▸ **A run of entries**:
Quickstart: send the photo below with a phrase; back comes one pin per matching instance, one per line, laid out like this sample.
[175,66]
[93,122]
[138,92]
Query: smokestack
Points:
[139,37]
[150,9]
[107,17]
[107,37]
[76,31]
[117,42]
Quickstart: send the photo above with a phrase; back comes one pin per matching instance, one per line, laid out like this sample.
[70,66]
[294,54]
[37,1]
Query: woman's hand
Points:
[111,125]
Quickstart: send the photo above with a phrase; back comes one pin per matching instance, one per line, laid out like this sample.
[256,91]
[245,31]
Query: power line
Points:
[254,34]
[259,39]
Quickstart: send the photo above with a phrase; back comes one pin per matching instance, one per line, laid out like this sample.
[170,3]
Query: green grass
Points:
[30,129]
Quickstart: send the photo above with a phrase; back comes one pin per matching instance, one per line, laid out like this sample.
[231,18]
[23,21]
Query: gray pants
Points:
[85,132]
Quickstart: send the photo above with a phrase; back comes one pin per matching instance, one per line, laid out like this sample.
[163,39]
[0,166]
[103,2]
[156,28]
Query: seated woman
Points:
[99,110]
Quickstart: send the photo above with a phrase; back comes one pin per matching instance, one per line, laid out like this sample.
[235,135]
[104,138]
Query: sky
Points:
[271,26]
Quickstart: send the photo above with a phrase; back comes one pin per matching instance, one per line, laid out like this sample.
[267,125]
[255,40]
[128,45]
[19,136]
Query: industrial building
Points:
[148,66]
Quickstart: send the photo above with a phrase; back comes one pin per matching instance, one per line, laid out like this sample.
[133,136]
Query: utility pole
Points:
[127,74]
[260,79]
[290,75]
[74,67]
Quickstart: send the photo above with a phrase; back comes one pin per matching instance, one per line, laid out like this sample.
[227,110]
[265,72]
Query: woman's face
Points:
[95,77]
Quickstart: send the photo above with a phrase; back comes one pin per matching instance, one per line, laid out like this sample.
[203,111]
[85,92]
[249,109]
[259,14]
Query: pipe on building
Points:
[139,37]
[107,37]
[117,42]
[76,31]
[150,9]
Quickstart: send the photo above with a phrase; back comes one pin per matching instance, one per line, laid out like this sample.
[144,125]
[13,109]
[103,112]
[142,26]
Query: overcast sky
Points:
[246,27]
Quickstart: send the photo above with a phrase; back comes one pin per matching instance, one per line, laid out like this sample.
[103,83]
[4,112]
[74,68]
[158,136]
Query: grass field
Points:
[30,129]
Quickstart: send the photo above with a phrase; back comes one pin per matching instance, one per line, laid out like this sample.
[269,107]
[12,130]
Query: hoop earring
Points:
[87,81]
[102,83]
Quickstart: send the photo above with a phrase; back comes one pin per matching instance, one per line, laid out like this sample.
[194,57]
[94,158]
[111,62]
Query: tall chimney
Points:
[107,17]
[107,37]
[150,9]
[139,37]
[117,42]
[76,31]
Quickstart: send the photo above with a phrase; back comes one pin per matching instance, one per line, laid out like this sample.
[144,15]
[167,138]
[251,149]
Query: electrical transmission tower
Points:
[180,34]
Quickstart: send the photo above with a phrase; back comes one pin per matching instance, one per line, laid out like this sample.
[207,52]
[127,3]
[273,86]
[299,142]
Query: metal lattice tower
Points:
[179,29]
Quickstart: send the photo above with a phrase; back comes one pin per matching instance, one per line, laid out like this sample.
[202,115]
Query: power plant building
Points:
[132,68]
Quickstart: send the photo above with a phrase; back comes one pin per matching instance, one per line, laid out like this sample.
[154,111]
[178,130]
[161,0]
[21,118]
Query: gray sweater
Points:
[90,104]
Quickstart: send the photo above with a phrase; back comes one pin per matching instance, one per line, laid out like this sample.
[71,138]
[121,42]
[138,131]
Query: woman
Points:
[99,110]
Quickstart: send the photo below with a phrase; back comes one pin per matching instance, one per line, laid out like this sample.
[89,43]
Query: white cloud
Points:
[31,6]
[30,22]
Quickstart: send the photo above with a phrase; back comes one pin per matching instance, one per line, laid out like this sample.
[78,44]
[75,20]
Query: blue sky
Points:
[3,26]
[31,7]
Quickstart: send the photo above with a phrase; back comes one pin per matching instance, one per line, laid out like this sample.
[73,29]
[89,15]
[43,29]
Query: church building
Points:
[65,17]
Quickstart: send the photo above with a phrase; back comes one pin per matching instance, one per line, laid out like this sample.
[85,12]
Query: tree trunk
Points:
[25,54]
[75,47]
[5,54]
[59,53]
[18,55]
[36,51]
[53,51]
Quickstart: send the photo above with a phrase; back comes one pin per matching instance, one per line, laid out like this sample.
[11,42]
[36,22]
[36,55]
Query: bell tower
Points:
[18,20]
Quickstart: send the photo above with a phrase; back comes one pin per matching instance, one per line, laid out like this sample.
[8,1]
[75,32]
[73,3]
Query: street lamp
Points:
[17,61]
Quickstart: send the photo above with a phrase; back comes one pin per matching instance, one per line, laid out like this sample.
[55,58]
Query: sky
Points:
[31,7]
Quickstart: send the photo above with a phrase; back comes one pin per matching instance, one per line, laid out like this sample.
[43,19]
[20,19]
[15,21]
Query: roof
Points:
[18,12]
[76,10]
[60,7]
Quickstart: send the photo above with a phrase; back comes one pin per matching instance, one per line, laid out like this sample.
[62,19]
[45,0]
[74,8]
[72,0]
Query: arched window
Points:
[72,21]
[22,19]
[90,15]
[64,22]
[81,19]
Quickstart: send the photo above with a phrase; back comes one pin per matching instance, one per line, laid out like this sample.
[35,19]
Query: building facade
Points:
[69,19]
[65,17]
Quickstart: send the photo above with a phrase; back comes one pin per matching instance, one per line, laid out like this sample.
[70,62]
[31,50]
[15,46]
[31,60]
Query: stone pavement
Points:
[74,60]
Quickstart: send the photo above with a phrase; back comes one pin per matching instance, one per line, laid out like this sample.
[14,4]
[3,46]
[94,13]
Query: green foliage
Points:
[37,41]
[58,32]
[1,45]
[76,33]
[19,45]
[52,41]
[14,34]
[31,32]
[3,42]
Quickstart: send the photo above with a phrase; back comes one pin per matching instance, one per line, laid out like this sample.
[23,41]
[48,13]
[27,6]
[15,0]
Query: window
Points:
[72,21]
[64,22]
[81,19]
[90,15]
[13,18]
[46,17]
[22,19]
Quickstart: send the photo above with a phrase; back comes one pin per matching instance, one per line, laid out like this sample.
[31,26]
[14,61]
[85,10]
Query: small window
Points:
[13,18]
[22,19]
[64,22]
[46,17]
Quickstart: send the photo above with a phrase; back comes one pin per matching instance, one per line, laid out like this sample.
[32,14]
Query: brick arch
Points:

▸ **WORK REQUIRED**: Which lines in the entries above contain the word "gray", counting case as significant? Pull out each such line.

▸ **FULL OUTPUT**:
Query: gray pants
Query: gray sweater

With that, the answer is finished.